==== Data supplied ====

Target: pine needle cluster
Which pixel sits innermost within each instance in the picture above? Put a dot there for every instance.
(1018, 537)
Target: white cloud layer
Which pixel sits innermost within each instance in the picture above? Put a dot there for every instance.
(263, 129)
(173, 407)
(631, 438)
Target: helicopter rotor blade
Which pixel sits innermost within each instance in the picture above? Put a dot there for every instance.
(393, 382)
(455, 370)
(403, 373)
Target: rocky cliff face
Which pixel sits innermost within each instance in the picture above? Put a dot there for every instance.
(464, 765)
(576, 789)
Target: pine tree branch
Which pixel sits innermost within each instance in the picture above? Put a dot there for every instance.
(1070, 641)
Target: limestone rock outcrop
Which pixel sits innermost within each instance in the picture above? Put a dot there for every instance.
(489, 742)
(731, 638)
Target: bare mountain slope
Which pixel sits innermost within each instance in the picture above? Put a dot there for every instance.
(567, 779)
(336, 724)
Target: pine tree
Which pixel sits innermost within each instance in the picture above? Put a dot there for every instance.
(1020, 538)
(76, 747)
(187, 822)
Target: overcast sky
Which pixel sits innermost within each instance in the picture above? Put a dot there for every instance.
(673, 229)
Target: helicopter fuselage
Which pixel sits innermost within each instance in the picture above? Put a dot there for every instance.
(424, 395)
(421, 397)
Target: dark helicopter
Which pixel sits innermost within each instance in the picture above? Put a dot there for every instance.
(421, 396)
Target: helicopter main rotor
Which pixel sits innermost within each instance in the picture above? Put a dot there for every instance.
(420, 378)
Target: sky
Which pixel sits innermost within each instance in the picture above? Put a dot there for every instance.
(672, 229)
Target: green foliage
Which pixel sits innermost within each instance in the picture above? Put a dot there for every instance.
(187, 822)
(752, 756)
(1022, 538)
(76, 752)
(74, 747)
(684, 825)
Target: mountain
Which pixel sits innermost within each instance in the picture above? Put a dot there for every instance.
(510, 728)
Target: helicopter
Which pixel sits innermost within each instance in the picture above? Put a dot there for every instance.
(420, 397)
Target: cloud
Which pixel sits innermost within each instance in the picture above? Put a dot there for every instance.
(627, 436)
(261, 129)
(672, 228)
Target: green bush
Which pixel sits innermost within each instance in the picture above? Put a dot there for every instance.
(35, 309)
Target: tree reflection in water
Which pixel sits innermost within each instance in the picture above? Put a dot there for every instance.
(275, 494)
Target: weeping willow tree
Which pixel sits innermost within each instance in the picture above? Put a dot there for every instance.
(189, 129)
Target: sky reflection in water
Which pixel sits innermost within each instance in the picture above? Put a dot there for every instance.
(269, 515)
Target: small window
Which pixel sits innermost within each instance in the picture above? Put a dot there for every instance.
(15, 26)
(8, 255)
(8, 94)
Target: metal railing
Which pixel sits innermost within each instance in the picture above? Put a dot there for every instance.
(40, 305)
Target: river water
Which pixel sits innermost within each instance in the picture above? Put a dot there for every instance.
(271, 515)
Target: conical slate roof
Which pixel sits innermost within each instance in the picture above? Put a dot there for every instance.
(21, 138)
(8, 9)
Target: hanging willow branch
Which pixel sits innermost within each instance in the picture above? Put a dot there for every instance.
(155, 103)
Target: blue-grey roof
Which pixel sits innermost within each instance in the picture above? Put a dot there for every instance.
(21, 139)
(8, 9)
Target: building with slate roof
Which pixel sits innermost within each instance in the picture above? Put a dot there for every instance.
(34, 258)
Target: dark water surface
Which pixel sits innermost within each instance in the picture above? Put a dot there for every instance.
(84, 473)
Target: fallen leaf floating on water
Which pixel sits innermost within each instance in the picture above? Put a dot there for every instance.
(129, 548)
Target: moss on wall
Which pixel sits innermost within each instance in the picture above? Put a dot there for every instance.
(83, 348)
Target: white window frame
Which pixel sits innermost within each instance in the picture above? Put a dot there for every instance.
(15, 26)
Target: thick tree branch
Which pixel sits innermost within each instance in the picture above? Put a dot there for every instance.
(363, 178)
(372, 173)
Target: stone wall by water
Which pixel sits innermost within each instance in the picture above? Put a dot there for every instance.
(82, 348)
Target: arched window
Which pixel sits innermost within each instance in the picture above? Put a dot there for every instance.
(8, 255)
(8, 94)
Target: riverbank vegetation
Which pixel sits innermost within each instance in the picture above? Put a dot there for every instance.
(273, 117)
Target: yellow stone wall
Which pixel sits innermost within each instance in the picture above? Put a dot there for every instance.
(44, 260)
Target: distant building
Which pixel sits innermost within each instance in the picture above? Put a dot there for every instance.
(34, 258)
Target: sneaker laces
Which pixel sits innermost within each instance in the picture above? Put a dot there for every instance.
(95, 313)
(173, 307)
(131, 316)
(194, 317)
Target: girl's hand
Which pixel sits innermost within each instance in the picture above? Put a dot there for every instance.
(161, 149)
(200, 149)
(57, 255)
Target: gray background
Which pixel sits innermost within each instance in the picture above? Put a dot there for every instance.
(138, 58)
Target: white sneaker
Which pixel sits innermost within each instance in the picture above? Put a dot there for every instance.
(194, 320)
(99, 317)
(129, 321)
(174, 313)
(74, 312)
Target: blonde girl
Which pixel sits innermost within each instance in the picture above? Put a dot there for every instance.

====

**Exercise details:** If a line of the data contains the word "willow", it counts toward the total; state that total alone.

**Response to the task:** 2